» INSTRUCTIONS TO FOLLOW:
Reproduce exactly the final portion of the data: every line from the one containing "Detect each snake visible" through the last line, inclusive.

» RECORDS TO USE:
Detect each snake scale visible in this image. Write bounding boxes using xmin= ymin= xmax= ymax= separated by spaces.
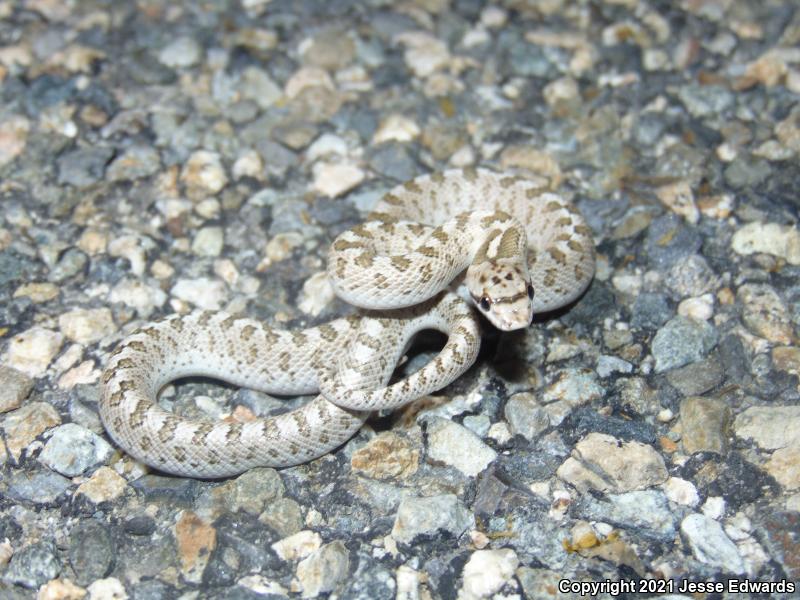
xmin=101 ymin=168 xmax=595 ymax=477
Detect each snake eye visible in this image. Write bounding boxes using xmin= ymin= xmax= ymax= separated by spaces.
xmin=479 ymin=296 xmax=491 ymax=311
xmin=527 ymin=283 xmax=534 ymax=299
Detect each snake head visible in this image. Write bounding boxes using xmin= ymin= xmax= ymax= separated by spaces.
xmin=466 ymin=259 xmax=534 ymax=331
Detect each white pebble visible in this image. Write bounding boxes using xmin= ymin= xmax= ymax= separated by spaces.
xmin=678 ymin=294 xmax=714 ymax=320
xmin=271 ymin=530 xmax=322 ymax=561
xmin=298 ymin=272 xmax=335 ymax=316
xmin=307 ymin=133 xmax=349 ymax=162
xmin=191 ymin=226 xmax=224 ymax=257
xmin=662 ymin=477 xmax=700 ymax=507
xmin=702 ymin=495 xmax=726 ymax=520
xmin=181 ymin=150 xmax=228 ymax=197
xmin=312 ymin=162 xmax=365 ymax=198
xmin=4 ymin=327 xmax=64 ymax=377
xmin=58 ymin=308 xmax=116 ymax=345
xmin=459 ymin=549 xmax=519 ymax=600
xmin=87 ymin=577 xmax=128 ymax=600
xmin=373 ymin=114 xmax=420 ymax=144
xmin=171 ymin=277 xmax=228 ymax=310
xmin=731 ymin=221 xmax=800 ymax=265
xmin=158 ymin=36 xmax=202 ymax=68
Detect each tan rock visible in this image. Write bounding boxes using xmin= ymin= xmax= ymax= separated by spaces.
xmin=175 ymin=511 xmax=217 ymax=583
xmin=765 ymin=444 xmax=800 ymax=490
xmin=0 ymin=114 xmax=29 ymax=167
xmin=76 ymin=466 xmax=128 ymax=504
xmin=296 ymin=541 xmax=349 ymax=598
xmin=737 ymin=284 xmax=794 ymax=344
xmin=5 ymin=327 xmax=64 ymax=377
xmin=351 ymin=432 xmax=419 ymax=480
xmin=59 ymin=308 xmax=116 ymax=345
xmin=1 ymin=402 xmax=61 ymax=460
xmin=681 ymin=396 xmax=731 ymax=454
xmin=557 ymin=432 xmax=668 ymax=493
xmin=13 ymin=282 xmax=60 ymax=303
xmin=499 ymin=146 xmax=562 ymax=189
xmin=37 ymin=578 xmax=87 ymax=600
xmin=656 ymin=180 xmax=698 ymax=224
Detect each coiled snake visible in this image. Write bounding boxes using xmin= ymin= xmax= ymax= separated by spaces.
xmin=101 ymin=168 xmax=594 ymax=477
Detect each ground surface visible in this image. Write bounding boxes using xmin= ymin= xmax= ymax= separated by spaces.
xmin=1 ymin=1 xmax=799 ymax=599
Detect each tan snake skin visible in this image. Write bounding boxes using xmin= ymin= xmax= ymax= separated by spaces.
xmin=100 ymin=168 xmax=594 ymax=477
xmin=100 ymin=292 xmax=479 ymax=478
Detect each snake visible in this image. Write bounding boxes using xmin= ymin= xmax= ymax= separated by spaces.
xmin=100 ymin=168 xmax=595 ymax=478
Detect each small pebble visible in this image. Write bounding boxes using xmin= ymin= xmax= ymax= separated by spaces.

» ANSWER TO THE EXERCISE:
Detect each snake visible in this image. Write bounding boxes using xmin= ymin= xmax= ymax= separated by spaces.
xmin=100 ymin=168 xmax=595 ymax=478
Detect each small pebble visible in this image. Write bounding boxes using xmin= ymin= xmax= ymax= separated by spaces.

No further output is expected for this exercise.